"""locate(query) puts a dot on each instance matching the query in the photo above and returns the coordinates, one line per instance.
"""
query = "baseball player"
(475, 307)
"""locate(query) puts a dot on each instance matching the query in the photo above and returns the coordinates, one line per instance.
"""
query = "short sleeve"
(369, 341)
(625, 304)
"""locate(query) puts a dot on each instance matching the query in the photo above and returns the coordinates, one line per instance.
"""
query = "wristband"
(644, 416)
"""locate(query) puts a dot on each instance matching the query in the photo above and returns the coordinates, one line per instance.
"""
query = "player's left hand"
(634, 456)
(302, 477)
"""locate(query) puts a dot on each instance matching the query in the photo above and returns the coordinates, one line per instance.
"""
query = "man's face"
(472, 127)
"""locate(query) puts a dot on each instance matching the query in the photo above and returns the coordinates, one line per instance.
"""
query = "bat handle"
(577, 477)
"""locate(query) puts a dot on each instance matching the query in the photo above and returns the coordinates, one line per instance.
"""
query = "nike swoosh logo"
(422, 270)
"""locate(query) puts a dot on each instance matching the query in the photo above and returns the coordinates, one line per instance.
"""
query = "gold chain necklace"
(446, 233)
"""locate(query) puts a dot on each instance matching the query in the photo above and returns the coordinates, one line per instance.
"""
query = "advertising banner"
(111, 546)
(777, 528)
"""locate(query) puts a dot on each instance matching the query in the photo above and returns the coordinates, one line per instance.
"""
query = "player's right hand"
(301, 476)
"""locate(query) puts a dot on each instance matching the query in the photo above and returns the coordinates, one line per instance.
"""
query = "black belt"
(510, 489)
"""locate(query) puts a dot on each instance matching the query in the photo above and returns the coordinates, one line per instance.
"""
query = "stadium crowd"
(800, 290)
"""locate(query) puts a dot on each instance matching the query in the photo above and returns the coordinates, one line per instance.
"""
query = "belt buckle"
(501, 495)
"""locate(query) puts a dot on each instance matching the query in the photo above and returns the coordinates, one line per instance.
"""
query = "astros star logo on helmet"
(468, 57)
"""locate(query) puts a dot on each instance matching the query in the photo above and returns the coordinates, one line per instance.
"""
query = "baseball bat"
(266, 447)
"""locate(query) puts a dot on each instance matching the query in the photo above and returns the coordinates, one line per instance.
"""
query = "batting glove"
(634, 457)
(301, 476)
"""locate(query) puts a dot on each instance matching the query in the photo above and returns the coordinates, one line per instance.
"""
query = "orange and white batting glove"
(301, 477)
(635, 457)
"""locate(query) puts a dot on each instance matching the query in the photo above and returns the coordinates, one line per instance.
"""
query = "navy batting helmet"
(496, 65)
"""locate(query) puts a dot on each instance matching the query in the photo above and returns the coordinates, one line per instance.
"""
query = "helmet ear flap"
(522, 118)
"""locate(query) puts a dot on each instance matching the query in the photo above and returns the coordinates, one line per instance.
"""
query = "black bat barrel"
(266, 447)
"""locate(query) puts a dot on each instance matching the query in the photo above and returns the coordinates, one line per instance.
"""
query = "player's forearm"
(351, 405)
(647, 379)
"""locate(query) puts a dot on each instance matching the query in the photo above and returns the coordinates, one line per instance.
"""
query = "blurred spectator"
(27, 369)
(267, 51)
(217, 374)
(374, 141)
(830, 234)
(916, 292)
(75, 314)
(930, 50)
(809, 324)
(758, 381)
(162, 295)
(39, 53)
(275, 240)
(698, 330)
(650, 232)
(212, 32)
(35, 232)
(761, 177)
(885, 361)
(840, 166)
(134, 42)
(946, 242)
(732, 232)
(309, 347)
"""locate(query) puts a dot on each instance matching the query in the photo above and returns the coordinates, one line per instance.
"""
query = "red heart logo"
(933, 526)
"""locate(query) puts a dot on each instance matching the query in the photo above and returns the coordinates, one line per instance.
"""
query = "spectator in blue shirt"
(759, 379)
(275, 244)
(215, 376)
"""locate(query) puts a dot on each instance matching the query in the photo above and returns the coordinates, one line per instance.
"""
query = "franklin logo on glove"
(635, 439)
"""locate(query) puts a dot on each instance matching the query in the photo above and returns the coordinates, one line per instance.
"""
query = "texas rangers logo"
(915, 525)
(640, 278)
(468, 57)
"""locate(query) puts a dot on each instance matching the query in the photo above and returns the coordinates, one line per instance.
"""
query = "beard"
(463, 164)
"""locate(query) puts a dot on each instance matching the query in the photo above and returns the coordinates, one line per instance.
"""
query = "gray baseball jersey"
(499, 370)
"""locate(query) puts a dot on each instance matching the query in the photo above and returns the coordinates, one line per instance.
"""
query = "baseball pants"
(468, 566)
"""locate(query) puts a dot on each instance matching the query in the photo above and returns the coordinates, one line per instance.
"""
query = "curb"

* **Task**:
Write out all the lines again, exactly as they are.

* **Written reply**:
"""locate(query) puts a dot on each instance matching the query in the photo above and returns the coordinates, one line per instance.
"""
query = "baseball player"
(475, 307)
"""locate(query) puts a dot on each instance matching the query in the photo above and returns the coordinates, one line per instance.
"""
query = "short sleeve"
(369, 341)
(625, 304)
"""locate(query) puts a dot on each instance matching the query in the photo above and returns the coordinates, one line per instance.
"""
query = "wristband"
(644, 416)
"""locate(query) puts a dot on each instance matching the query in the photo above and returns the coordinates, one line per instance.
"""
query = "player's left hand"
(634, 456)
(302, 477)
"""locate(query) puts a dot on each instance matching the query in the photo above and returns the coordinates, one line per instance.
"""
query = "man's face"
(472, 127)
"""locate(query) puts a dot on each instance matching the query in the photo above and returns the coordinates, one line per instance.
"""
query = "bat handle"
(577, 477)
"""locate(query) puts a dot on each instance matching the query in the photo above and returns the coordinates, one line per instance.
"""
query = "nike swoosh logo"
(422, 270)
"""locate(query) puts a dot on each instance matching the query in the photo above and returns the coordinates, one line per instance.
"""
query = "gold chain necklace"
(446, 233)
"""locate(query) puts a dot on each instance matching the query in the photo above and returns the coordinates, one line per instance.
"""
query = "advertising banner"
(111, 546)
(777, 528)
"""locate(query) puts a dot on each instance matching the query in the photo above and returns the coordinates, one line per instance.
"""
query = "player's right hand"
(301, 476)
"""locate(query) puts a dot on each instance matching the query in the photo above and returns the coordinates, one line per instance.
"""
query = "black belt"
(510, 489)
"""locate(query) puts a dot on each instance matching the query in the photo above and returns the coordinates, one line per instance.
"""
query = "stadium crowd"
(800, 290)
"""locate(query) puts a dot on each instance matching the query in the photo above and returns the coordinates, one line per instance.
"""
query = "belt buckle"
(501, 495)
"""locate(query) puts a dot on each instance matching the query in the photo above and returns the coordinates, one line per instance.
"""
query = "astros star logo on helmet"
(468, 57)
"""locate(query) puts a dot on each instance matching the query in the photo above and returns the coordinates, one line per instance.
"""
query = "baseball bat"
(266, 447)
"""locate(query) puts a dot on each instance matching the query in the photo above and returns the coordinates, one line per instance.
"""
query = "batting glove"
(634, 457)
(301, 476)
"""locate(query) puts a dot on each instance matching the query in the photo above and returns the coordinates, one line per instance.
"""
query = "orange and white batting glove"
(301, 477)
(635, 457)
"""locate(query) puts a dot on each instance matching the query in the photo above and returns the coordinates, one line per instance.
"""
query = "navy batting helmet"
(496, 65)
"""locate(query) puts a dot on each instance matching the query in the photo above and returns the coordinates, one line per instance.
"""
query = "helmet ear flap"
(522, 118)
"""locate(query) puts a dot on each instance matching the query in the photo above and returns the coordinates, one line per instance.
"""
query = "black bat barrel"
(266, 447)
"""locate(query) puts a dot on each instance matching the query in the photo above and returns the coordinates, one line per instance.
"""
query = "player's forearm"
(351, 405)
(647, 379)
"""locate(query) puts a dot on each instance matching the query in the photo above and returns the coordinates, one line per instance.
"""
query = "blurred spectator"
(27, 369)
(267, 51)
(217, 374)
(374, 141)
(830, 234)
(916, 292)
(75, 314)
(930, 50)
(809, 324)
(758, 381)
(162, 295)
(39, 53)
(275, 240)
(698, 330)
(650, 232)
(212, 32)
(35, 232)
(761, 177)
(885, 361)
(840, 166)
(134, 42)
(946, 242)
(732, 232)
(309, 347)
"""locate(query) puts a dot on each instance matching the query in the photo above and returns the coordinates, one line per instance.
"""
query = "red heart logo"
(933, 526)
"""locate(query) puts a dot on each instance matching the query in the photo above and returns the coordinates, one line per instance.
"""
query = "spectator in blue shirt"
(759, 379)
(275, 244)
(215, 376)
"""locate(query) puts a dot on each instance matching the query in the photo above and returns the coordinates, one line per instance.
"""
query = "franklin logo on glove"
(635, 439)
"""locate(query) puts a dot on each instance matching the query in the photo above and returns the coordinates, one line per instance.
"""
query = "texas rangers logo"
(915, 525)
(640, 278)
(468, 57)
"""locate(query) puts a dot on each instance matching the query in the photo above and returns the coordinates, one line per instance.
"""
query = "beard"
(463, 164)
"""locate(query) puts a dot on each instance matching the query in the photo above and returns the coordinates, one line per instance.
"""
query = "gray baseball jersey"
(499, 370)
"""locate(query) puts a dot on each instance matching the query in the photo above and returns the coordinates, one line per instance.
"""
query = "baseball pants"
(468, 566)
"""locate(query) puts a dot on each instance matching the query in the photo above and returns the coordinates, one line per instance.
"""
query = "curb"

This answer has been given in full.